-- START OF Provided data --

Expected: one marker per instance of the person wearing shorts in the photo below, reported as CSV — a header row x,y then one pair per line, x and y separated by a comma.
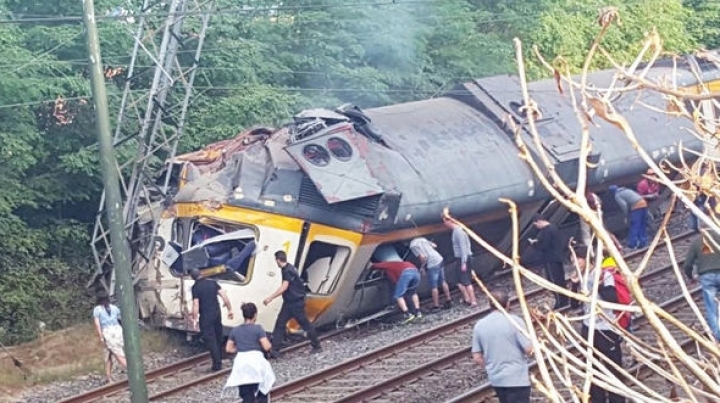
x,y
463,253
406,278
432,260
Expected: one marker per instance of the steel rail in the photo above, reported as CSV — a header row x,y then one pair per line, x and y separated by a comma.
x,y
485,391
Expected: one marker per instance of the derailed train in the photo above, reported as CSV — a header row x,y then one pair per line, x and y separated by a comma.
x,y
332,186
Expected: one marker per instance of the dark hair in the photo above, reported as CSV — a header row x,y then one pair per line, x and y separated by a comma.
x,y
249,310
502,297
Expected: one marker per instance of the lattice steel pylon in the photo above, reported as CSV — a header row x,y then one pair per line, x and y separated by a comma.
x,y
170,37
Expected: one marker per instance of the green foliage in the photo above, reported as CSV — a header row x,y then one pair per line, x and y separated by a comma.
x,y
259,66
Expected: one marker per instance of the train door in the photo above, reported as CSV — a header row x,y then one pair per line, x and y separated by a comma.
x,y
324,261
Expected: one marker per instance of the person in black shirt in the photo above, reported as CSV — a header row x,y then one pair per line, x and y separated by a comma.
x,y
293,292
205,303
552,255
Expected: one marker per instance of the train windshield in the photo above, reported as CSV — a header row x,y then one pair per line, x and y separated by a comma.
x,y
220,250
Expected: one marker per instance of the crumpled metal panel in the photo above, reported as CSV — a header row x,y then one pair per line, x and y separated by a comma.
x,y
340,173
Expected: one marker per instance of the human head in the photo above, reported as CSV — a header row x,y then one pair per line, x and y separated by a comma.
x,y
281,258
249,310
502,297
102,299
580,256
539,221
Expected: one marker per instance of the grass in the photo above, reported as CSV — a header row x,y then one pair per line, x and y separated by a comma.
x,y
65,355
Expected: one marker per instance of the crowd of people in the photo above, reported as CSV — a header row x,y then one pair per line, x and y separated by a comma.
x,y
500,341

-- END OF Provided data --

**Exercise brief**
Reproduce every one of the items above word for word, omitting the pictures.

**The completed task**
Expected: one marker per instance of the person wearing shorts in the photo below, reported as CSV — a header row x,y then one pair per line, x and y separated by a comma.
x,y
463,253
406,278
432,260
Expected: one marker per instance of the steel rail in the photo above, reported as CSV — a header row x,y then one pair per line, x and y separated by a comma.
x,y
485,391
Expected: one marker per instance of the derailed train in the photo above, reported as CSV — a header row x,y then one pair per line, x and y separated by a comma.
x,y
332,186
Expected: one marker per instance of the dark hair in the photo above, reported as CSV — a header row x,y then one pair per line, x and y separated by a comma.
x,y
249,310
502,297
Expected: one marker per instance of the lattice steel pylon in the photo above, reported as CSV — a header row x,y then one pair per line, x and y separated by a comma.
x,y
170,37
Expected: one marker per instance of the green foliage in the photo above, reported as CSV — a header row x,y then one pair per line, x and y separated by a comma.
x,y
259,66
Expected: one marker per instance of the train door in the photo above, reported as CSV — a header row x,y then one pair per line, x and y separated by a comma.
x,y
324,261
Expected: one marker per instance of the person in black shirt in the photo above, reported as CSV — a header row x,y then one pair per line, x and y separated by a comma.
x,y
293,292
205,303
552,255
Expected: one marker per instance of the train windshield in the photo above, reported as CSV — a header row x,y then one pair per line, x and y separated by a comma.
x,y
220,250
Expected: one marker per instance of the crumpled metal panel in the photo above, reported as CSV — a header row x,y then one pair per line, x and y separated by a comma.
x,y
340,173
Expected: one marker per instance of the human head in the photo above, reported as CSV — a header row x,y then one pair per line, x and y separated by a comma.
x,y
281,258
249,310
502,297
102,299
580,256
539,221
Expected: one marker per instance of the grass in the photo above, reported as CSV — a header row x,y then one pair per line, x and y separated by a comma.
x,y
65,355
Expected: one marker per instance of the crowd of people in the photo above, reported as CSV — a header row x,y then one pair per line, x and y separated by a comma.
x,y
500,341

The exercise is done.